- **EXERCISE OBJECTIVE**:
From the listing below, reproduce word for word the part that opens with the line containing "target: beach grass" and closes with the line containing "target: sky"; reproduce nothing else.

====

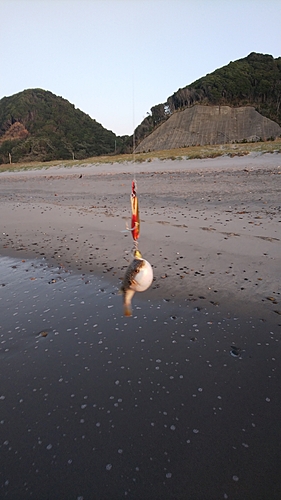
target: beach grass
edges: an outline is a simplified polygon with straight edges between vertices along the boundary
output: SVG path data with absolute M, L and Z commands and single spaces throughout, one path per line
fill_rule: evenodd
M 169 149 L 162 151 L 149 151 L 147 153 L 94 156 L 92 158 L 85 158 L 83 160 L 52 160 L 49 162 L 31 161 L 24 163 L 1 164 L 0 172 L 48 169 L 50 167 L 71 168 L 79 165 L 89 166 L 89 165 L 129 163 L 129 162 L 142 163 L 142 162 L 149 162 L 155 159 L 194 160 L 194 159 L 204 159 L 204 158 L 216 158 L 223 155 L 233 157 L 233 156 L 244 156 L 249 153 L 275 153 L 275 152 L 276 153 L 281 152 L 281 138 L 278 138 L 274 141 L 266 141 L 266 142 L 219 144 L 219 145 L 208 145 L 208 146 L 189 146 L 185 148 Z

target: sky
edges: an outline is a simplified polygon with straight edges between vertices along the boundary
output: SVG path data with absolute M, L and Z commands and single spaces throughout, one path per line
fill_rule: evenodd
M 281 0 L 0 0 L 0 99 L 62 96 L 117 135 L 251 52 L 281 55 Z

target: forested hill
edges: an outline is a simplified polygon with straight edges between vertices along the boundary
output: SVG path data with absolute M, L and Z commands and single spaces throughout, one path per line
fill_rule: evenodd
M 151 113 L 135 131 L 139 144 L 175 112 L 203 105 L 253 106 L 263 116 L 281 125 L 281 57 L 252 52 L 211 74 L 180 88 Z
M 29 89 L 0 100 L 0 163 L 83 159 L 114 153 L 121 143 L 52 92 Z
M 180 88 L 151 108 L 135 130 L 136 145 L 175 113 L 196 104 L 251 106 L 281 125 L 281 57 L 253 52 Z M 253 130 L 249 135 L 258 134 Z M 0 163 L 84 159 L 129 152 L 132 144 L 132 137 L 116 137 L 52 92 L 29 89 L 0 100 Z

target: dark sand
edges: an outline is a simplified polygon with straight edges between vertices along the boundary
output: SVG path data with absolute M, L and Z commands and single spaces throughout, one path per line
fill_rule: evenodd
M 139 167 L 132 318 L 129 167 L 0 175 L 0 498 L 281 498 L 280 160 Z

====

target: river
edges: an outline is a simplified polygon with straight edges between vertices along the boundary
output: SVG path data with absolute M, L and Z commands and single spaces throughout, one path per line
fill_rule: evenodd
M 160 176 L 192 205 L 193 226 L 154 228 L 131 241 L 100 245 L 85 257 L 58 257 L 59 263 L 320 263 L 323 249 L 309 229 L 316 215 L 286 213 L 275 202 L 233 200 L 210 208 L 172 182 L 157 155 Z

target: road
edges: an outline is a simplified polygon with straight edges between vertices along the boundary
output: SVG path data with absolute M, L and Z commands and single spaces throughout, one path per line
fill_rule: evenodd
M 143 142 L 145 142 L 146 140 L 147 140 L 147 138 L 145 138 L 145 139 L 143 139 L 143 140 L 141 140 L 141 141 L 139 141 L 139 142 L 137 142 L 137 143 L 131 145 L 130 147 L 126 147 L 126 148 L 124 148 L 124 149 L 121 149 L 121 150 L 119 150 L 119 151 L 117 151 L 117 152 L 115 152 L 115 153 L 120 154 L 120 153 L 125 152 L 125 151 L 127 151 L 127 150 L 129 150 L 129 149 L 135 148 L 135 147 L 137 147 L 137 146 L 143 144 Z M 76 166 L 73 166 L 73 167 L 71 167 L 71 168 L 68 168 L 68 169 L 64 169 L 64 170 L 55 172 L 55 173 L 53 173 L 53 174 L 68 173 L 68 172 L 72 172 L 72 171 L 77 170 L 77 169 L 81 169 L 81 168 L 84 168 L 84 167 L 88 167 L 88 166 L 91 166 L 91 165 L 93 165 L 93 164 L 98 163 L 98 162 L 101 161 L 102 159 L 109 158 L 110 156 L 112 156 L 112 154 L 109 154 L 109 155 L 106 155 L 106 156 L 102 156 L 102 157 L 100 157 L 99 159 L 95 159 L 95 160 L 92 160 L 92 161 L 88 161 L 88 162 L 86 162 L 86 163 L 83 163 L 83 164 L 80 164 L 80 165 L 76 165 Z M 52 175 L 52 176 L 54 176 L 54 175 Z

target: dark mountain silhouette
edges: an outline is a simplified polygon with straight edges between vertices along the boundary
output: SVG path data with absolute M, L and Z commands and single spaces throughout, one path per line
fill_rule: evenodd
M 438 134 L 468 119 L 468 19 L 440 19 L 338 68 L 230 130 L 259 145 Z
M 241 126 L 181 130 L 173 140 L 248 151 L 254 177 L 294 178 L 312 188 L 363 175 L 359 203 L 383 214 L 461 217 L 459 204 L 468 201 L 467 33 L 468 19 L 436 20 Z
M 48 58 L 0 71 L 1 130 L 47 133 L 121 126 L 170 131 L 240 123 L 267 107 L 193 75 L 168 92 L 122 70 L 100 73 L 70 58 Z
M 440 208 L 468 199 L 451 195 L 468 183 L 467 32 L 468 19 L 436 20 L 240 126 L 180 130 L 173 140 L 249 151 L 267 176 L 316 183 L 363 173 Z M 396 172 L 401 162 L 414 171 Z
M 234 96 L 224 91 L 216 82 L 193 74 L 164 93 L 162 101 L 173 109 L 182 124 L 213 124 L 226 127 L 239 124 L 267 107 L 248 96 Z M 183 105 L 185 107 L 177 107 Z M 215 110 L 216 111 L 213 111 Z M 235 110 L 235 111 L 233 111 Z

====

- **ANSWER AREA**:
target: beach grass
edges: an outline is a simplified polygon with straight edges between vertices along the boundary
output: SVG path data with absolute M, L and Z commands and single spaces throughout, one path per line
fill_rule: evenodd
M 169 149 L 162 151 L 149 151 L 147 153 L 94 156 L 92 158 L 85 158 L 83 160 L 52 160 L 49 162 L 31 161 L 24 163 L 1 164 L 0 172 L 48 169 L 50 167 L 71 168 L 79 165 L 89 166 L 89 165 L 129 163 L 129 162 L 142 163 L 142 162 L 149 162 L 155 159 L 194 160 L 194 159 L 204 159 L 204 158 L 216 158 L 223 155 L 233 157 L 233 156 L 244 156 L 249 153 L 275 153 L 275 152 L 276 153 L 281 152 L 281 138 L 278 138 L 274 141 L 266 141 L 266 142 L 219 144 L 219 145 L 208 145 L 208 146 L 189 146 L 185 148 Z

target: sky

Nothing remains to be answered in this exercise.